任务说明: 从包含“Target: cucumber stick”的那一行开始，到数据末尾为止（首尾两行都包括），把这些行完整重写一遍，其余文字一律照录。答案中的坐标数值按1.1倍缩放，并四舍五入为整数，逢0.5进位。

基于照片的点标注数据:
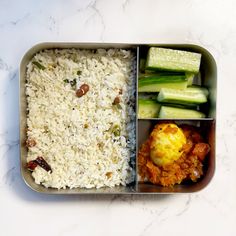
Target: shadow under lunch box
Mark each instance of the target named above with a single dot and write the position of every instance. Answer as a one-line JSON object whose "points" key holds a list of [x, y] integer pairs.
{"points": [[208, 79]]}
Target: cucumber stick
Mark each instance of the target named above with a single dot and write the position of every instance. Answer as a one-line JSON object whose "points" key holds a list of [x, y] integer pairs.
{"points": [[172, 60], [148, 108], [198, 89], [186, 96], [167, 112], [154, 83], [190, 77]]}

本题解答:
Target: cucumber stick
Mark each instance of the target named above with a single dot and write the position of every instance. Answer as a one-line JSON object whose "points" key holds a list of [x, y] integer pairs.
{"points": [[189, 66], [163, 119], [218, 98], [205, 106], [184, 123], [169, 91], [209, 85]]}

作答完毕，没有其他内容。